— LISTED RECORDS —
────────────────────────────────────────
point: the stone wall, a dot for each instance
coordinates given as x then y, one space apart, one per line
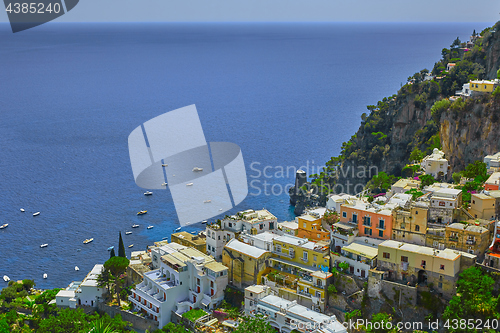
138 323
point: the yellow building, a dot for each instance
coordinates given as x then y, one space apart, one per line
483 85
482 206
409 263
246 263
198 242
304 268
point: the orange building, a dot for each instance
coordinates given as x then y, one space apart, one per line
372 220
310 227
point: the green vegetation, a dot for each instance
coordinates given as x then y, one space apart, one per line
194 314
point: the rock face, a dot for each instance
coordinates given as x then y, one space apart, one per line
400 123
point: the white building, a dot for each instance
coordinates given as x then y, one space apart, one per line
85 292
184 279
435 164
263 241
287 315
492 162
250 221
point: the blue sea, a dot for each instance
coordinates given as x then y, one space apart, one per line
287 94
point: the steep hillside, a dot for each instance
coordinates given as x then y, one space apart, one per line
407 122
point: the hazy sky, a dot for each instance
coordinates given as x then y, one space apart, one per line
283 10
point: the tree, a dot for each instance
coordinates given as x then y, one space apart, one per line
121 247
426 180
104 279
473 299
117 266
256 324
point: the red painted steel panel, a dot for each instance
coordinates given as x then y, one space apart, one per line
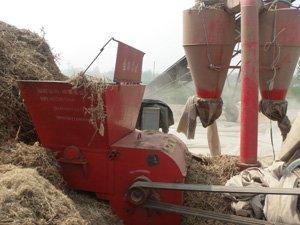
128 64
249 81
57 111
138 147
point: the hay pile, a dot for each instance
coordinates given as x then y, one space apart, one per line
27 198
32 156
94 87
207 170
23 55
90 209
93 211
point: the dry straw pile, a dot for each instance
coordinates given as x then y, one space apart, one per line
27 198
32 156
23 56
207 170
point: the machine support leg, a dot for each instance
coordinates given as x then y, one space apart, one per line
250 73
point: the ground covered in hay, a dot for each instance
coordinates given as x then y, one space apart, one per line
24 55
33 191
208 170
28 198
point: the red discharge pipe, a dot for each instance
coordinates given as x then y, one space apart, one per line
249 74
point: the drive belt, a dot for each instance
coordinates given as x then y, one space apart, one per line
154 205
215 188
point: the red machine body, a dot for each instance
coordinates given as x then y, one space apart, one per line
107 165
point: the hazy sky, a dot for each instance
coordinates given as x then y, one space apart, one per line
77 29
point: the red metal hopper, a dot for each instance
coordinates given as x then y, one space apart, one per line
108 165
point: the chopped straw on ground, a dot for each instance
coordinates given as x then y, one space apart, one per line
27 198
24 55
209 170
92 210
32 156
94 87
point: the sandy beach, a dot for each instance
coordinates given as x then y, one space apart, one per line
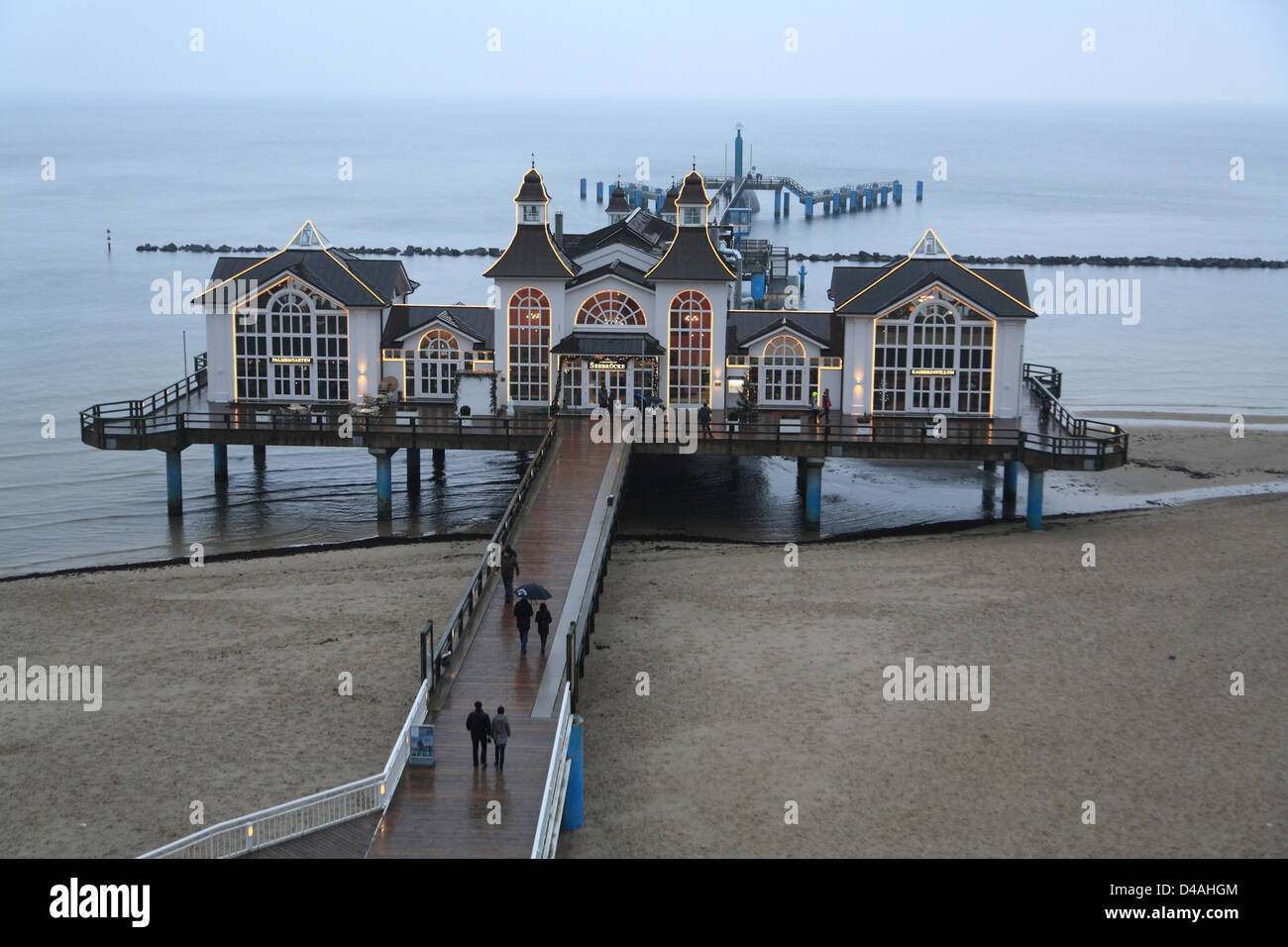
1109 684
219 684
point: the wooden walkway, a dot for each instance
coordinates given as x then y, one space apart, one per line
442 812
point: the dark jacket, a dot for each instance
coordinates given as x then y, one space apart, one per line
500 729
480 724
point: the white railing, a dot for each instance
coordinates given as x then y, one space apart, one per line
303 815
546 839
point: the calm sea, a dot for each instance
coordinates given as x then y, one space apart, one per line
78 326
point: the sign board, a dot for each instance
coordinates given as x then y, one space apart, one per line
420 751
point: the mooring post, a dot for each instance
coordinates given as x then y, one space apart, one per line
572 817
1010 482
220 464
412 470
1035 478
812 489
174 482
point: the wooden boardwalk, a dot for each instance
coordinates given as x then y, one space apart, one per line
442 812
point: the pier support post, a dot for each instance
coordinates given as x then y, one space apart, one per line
174 482
384 483
812 489
412 470
220 464
572 817
1035 478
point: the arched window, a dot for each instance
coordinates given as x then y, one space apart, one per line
529 346
784 371
609 308
691 348
437 361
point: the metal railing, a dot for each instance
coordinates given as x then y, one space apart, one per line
279 823
546 839
502 534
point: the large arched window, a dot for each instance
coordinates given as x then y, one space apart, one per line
609 308
295 347
784 371
529 346
437 363
690 352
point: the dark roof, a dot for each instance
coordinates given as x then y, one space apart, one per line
532 189
348 279
870 290
608 344
692 258
532 254
694 189
640 230
617 202
824 328
475 321
623 270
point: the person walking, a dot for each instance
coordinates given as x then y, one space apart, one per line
544 618
481 728
523 618
509 570
500 736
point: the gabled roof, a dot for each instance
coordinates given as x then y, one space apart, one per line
532 254
622 270
473 321
823 328
871 290
640 230
692 258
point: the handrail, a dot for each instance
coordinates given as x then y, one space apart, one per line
483 571
546 839
287 821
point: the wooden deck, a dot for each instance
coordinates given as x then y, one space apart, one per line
442 812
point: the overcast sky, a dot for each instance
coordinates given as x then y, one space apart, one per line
1219 52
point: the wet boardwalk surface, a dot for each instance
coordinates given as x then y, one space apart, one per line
443 812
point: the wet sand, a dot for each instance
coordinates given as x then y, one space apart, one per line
1109 684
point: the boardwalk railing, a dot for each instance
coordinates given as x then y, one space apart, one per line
489 561
303 815
546 839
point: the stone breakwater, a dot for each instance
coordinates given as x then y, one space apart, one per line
862 257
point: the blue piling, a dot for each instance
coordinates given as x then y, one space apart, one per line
1035 478
174 482
412 470
1010 482
574 817
812 489
220 463
384 487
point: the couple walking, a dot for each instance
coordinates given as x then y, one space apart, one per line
483 728
523 612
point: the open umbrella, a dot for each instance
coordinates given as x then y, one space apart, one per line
532 590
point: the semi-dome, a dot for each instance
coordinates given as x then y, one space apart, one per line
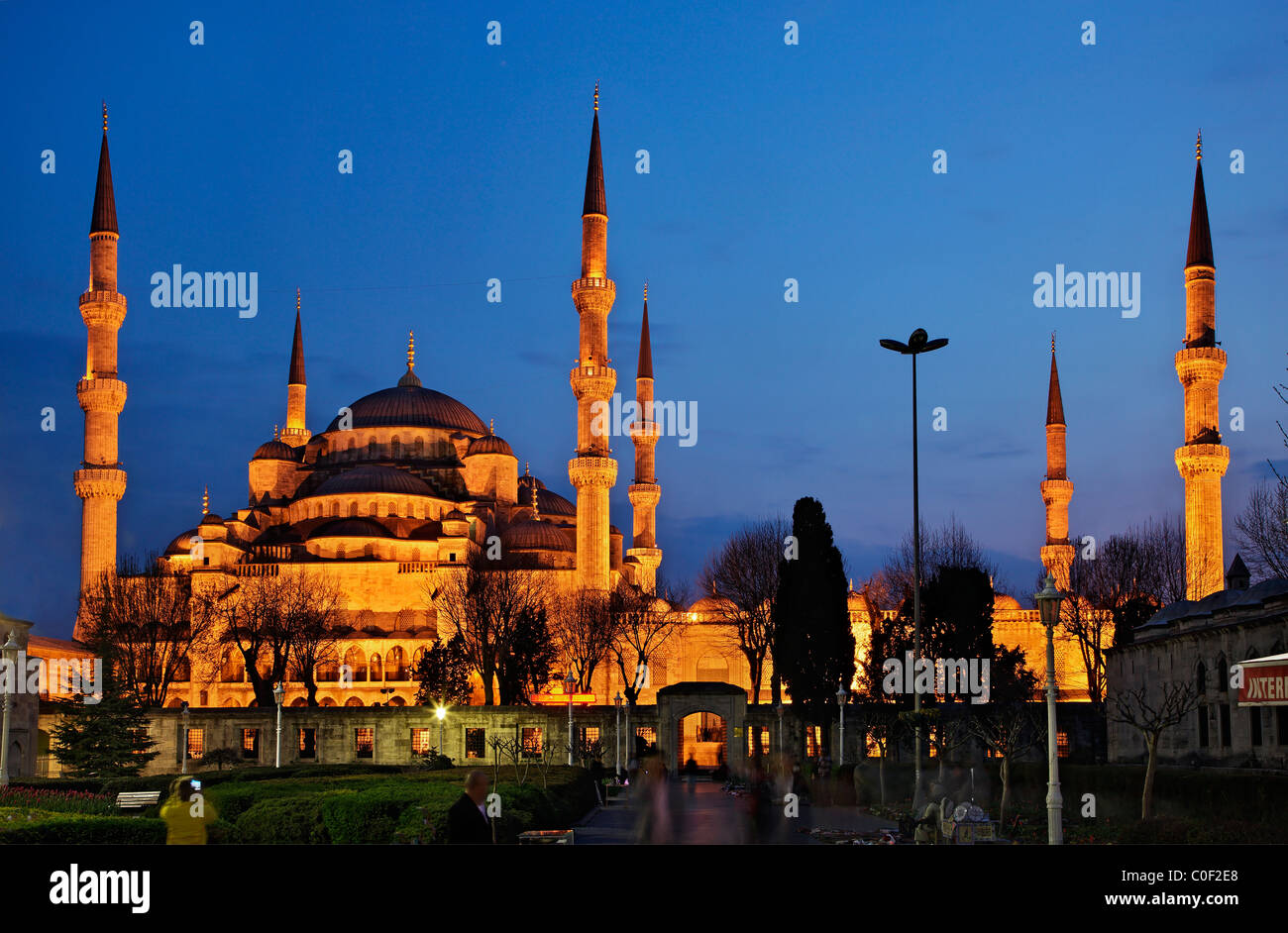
351 528
181 543
411 405
535 536
374 478
488 443
274 450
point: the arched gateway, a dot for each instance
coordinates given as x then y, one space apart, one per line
725 700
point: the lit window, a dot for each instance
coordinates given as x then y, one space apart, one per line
420 742
365 742
531 742
196 743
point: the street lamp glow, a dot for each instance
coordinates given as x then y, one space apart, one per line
918 343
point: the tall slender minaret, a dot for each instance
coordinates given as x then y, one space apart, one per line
1056 488
1203 460
101 480
644 491
592 471
296 433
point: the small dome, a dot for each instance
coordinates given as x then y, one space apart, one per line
352 528
183 543
274 450
536 536
488 443
374 478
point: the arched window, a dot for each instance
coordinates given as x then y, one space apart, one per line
395 665
357 662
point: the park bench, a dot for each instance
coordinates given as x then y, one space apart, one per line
137 799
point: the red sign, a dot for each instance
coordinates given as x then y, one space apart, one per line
1263 686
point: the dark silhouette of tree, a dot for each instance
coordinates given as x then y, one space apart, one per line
812 643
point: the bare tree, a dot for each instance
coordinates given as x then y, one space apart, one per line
1151 718
742 578
645 622
1261 530
587 630
150 623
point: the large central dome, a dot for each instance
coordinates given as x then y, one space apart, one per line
411 405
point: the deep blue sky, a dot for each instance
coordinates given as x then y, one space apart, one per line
768 161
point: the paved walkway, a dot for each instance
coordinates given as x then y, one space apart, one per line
707 816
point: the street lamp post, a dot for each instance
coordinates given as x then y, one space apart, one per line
1048 607
185 716
841 696
11 655
917 344
278 695
571 683
617 739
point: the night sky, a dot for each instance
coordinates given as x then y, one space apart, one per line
768 161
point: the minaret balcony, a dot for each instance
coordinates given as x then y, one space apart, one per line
99 482
101 395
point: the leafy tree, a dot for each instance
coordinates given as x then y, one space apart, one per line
812 643
104 739
443 674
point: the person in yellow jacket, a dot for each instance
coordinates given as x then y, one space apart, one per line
185 813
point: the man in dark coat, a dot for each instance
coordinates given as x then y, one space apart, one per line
468 821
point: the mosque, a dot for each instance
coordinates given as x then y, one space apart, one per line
407 481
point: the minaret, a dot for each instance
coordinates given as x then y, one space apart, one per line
644 491
1203 460
1056 488
296 433
101 480
592 471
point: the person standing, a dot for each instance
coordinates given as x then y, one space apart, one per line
468 821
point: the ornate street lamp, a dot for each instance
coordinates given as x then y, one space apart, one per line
571 686
441 714
841 696
11 658
617 739
278 693
917 344
185 716
1048 609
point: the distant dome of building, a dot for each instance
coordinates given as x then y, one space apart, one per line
535 536
411 405
351 528
273 450
181 543
488 443
374 478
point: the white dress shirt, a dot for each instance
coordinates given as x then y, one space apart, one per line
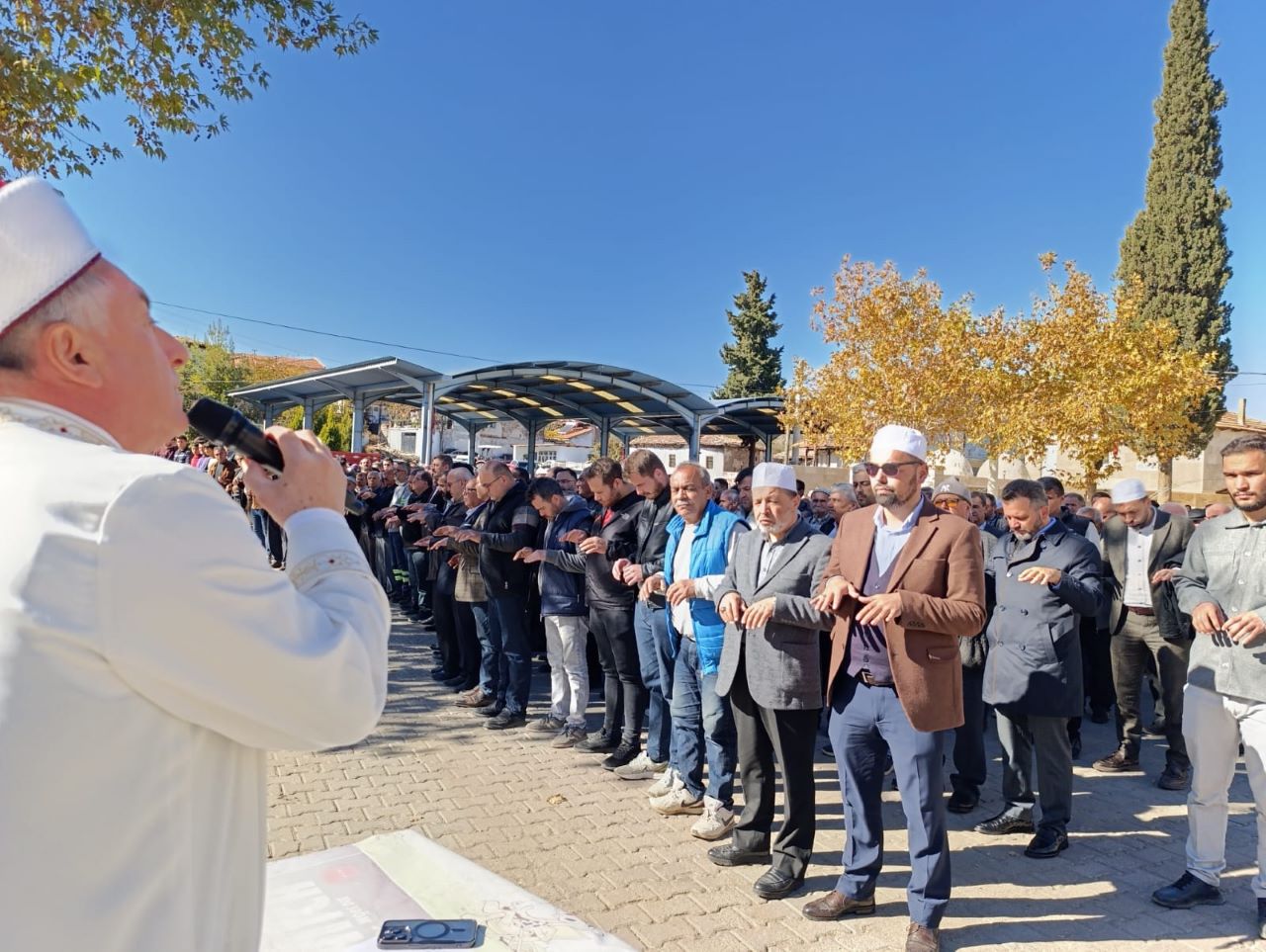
148 659
1137 587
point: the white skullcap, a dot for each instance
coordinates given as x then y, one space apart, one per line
773 475
952 487
898 440
44 247
1127 491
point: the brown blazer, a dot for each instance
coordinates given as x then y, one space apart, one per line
941 577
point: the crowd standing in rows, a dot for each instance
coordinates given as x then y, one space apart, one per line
732 624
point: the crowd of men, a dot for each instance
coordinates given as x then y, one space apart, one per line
729 626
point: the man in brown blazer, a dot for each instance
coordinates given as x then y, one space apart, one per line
905 582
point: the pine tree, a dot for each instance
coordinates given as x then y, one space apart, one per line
1176 247
755 368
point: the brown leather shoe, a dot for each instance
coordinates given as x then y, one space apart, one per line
921 938
836 906
1117 762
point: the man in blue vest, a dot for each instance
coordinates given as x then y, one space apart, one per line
700 538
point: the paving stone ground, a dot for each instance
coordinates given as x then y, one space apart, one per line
605 856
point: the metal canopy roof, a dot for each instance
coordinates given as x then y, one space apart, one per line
533 393
747 416
599 392
384 379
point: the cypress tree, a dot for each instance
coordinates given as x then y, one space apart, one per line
1176 247
755 366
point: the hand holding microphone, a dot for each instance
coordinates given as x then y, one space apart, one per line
307 473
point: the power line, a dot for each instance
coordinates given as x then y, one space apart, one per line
326 333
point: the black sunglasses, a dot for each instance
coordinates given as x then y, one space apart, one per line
886 469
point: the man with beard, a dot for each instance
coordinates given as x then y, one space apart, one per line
1045 580
862 487
1223 587
905 582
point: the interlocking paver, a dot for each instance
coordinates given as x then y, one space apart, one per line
605 856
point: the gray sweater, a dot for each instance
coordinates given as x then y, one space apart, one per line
1224 563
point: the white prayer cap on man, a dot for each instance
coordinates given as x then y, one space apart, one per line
952 487
894 438
44 247
1127 491
773 475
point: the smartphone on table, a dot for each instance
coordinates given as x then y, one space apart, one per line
428 933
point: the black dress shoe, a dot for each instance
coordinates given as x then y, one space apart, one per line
622 754
1005 823
597 743
1188 893
1047 843
731 855
962 802
775 884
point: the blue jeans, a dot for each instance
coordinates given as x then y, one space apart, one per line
510 616
701 721
489 649
864 723
651 627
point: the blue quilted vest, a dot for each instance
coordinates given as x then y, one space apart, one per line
706 558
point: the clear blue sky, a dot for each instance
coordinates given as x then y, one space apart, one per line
584 180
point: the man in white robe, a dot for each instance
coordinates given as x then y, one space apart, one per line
148 654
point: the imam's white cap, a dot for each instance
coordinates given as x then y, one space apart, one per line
1127 491
44 247
773 475
893 440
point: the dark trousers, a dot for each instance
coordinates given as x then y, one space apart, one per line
276 540
489 650
765 735
1025 736
1131 648
651 627
1097 664
446 633
623 691
467 642
398 560
864 725
509 614
419 564
968 739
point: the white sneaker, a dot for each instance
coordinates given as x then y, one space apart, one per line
678 803
717 821
669 781
641 767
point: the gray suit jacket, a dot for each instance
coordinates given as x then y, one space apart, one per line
1035 648
1170 540
781 658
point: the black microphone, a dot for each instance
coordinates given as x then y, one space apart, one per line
223 424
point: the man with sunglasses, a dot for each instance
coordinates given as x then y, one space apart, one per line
862 487
905 581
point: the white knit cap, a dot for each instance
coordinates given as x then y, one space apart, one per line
44 247
893 438
1127 491
773 475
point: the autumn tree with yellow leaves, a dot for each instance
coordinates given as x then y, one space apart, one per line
1080 370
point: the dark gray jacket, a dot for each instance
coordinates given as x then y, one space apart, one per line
1035 650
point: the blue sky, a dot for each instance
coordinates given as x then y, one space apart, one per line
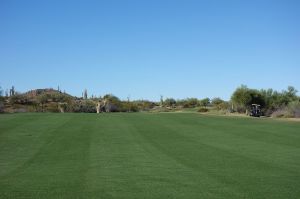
144 49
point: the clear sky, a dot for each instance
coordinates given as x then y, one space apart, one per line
147 48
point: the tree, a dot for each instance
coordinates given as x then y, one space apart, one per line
216 101
205 102
42 100
85 94
12 91
243 97
170 102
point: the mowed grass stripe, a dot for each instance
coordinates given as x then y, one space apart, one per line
148 156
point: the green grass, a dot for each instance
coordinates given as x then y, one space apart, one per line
141 156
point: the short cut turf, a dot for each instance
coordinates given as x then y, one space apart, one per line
136 155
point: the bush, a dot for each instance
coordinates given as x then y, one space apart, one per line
294 108
202 110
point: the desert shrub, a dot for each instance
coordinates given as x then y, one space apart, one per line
294 108
202 110
1 107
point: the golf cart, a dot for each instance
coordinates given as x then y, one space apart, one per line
255 110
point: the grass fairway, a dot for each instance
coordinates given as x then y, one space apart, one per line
148 156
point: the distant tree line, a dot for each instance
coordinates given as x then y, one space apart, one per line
278 104
274 103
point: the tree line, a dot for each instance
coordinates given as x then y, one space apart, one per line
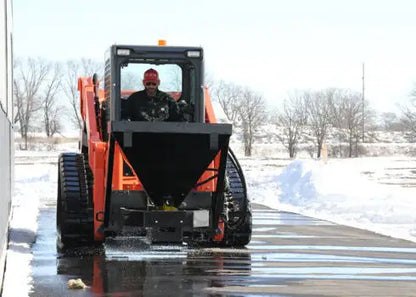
────────────────────────────────────────
— ACTION ITEM —
All that is required is the number of lines in the data above that contain the word "vest".

— PROBLEM SOLUTION —
2